### The data

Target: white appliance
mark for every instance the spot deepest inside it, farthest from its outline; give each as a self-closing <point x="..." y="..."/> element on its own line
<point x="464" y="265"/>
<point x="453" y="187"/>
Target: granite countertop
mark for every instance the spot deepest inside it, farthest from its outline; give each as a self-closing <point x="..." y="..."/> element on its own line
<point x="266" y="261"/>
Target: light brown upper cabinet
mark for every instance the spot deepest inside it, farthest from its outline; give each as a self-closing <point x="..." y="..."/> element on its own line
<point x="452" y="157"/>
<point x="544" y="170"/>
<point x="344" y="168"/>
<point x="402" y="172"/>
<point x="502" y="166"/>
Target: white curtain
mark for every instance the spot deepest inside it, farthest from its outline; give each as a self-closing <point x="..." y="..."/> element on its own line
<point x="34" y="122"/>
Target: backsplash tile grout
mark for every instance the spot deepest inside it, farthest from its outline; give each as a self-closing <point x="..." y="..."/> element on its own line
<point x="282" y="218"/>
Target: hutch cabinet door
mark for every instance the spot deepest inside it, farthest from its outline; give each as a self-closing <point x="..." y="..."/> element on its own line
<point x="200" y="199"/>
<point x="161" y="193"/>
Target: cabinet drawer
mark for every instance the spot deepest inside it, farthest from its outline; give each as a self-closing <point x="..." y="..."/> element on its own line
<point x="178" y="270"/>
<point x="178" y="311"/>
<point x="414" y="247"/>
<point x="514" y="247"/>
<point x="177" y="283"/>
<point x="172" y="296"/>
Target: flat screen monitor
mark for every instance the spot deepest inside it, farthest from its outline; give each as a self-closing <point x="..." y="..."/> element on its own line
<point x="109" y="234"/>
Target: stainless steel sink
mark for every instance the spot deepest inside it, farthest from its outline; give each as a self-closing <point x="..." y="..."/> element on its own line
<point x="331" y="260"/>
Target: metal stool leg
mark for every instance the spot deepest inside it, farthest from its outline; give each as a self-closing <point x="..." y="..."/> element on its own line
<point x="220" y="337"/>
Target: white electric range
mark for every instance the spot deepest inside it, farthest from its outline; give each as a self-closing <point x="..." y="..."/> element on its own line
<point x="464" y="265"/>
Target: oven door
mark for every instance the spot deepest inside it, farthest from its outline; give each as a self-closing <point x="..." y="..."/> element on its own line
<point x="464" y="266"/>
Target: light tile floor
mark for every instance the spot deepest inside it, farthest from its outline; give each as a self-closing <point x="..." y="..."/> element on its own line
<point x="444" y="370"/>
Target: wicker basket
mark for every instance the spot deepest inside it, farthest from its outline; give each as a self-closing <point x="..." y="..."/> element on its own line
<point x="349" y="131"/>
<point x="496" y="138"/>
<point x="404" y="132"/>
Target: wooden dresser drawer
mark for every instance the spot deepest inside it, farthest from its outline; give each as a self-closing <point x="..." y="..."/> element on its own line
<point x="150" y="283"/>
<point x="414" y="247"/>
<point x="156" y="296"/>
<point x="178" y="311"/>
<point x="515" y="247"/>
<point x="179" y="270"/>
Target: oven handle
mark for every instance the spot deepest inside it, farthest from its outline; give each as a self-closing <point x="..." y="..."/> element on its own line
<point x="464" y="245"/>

### Description of the task
Rewrite all lines of the entries above as a numbered list, omitting any blank lines.

### Solution to the exercise
1. Target: white appliance
2. mark for every instance the spot deepest inside it, farthest from its outline; give each as a self-closing <point x="..." y="..."/> element on its own line
3. <point x="464" y="265"/>
4. <point x="453" y="187"/>
5. Target: granite countertop
6. mark for every instance the spot deepest inside it, farthest from its outline; give each as a self-closing <point x="..." y="..."/> element on its own line
7. <point x="266" y="261"/>
8. Target: light brown upper cabinet
9. mark for every instance the spot deepest inside it, farthest from its outline; give each as a self-closing <point x="..." y="..."/> element on its own line
10. <point x="452" y="157"/>
11. <point x="544" y="170"/>
12. <point x="344" y="168"/>
13. <point x="402" y="172"/>
14. <point x="502" y="166"/>
15. Target: white curtain
16. mark for every instance the spot deepest inside it, farthest from its outline; give each as a self-closing <point x="..." y="..."/> element on its own line
17. <point x="34" y="122"/>
18. Target: backsplash tile grout
19. mark for every instance the spot deepest inside it, farthest from its outline; give each as a self-closing <point x="..." y="..."/> element on its own line
20. <point x="282" y="218"/>
21. Target: hutch cabinet door
22. mark for every instance the spot deepest inside it, farthest from its outline; give each as a self-closing <point x="..." y="..."/> element on its own line
23. <point x="200" y="199"/>
24. <point x="161" y="193"/>
25. Target: cabinet drawer
26. mark for every instance the spot deepest inside it, farthest from its outline; give each as a self-closing <point x="..." y="..."/> element on its own line
27. <point x="178" y="270"/>
28. <point x="178" y="311"/>
29. <point x="414" y="247"/>
30. <point x="514" y="247"/>
31. <point x="177" y="283"/>
32. <point x="172" y="296"/>
33. Target: flat screen monitor
34. mark for every instance the spot deepest inside it, farthest from its outline; give each as a self-closing <point x="..." y="..."/> element on its own line
35. <point x="109" y="234"/>
36. Target: stainless steel sink
37. mark for every instance the spot deepest inside it, farthest from its outline; give each as a self-closing <point x="..." y="..."/> element on its own line
38. <point x="331" y="260"/>
39. Target: metal stool leg
40. mark for every instance the spot deepest inside it, farthest from its outline; give each as a self-closing <point x="..." y="..."/> element on its own line
41. <point x="220" y="337"/>
42. Target: white electric range
43. mark for every instance the spot deepest inside it, farthest from its outline; give each as a self-closing <point x="..." y="..."/> element on its own line
44. <point x="464" y="265"/>
45. Target: oven door
46. mark for every instance the spot deepest inside it, farthest from its outline; give each as a self-closing <point x="..." y="..."/> element on its own line
47. <point x="464" y="266"/>
48. Target: light tile floor
49. mark for every instance the spot deepest inside it, farthest from its outline; give each as a self-closing <point x="..." y="..."/> element on its own line
50. <point x="444" y="370"/>
51. Target: wicker basket
52. mark for every instance the spot deepest inside it, farthest from its outline; give each as a self-closing <point x="..." y="..."/> element on its own line
53. <point x="349" y="131"/>
54. <point x="496" y="138"/>
55. <point x="404" y="132"/>
56. Target: wooden dresser drawer
57. mark for every instance the spot deepest inside it, farthest from its outline; give each as a self-closing <point x="..." y="..."/> element on its own line
58. <point x="150" y="283"/>
59. <point x="414" y="247"/>
60. <point x="156" y="296"/>
61. <point x="178" y="311"/>
62. <point x="515" y="247"/>
63. <point x="179" y="270"/>
64. Target: oven handle
65. mark for every instance the spot deepest inside it, farthest from its outline; give each as a self-closing <point x="..." y="..."/> element on its own line
66. <point x="464" y="245"/>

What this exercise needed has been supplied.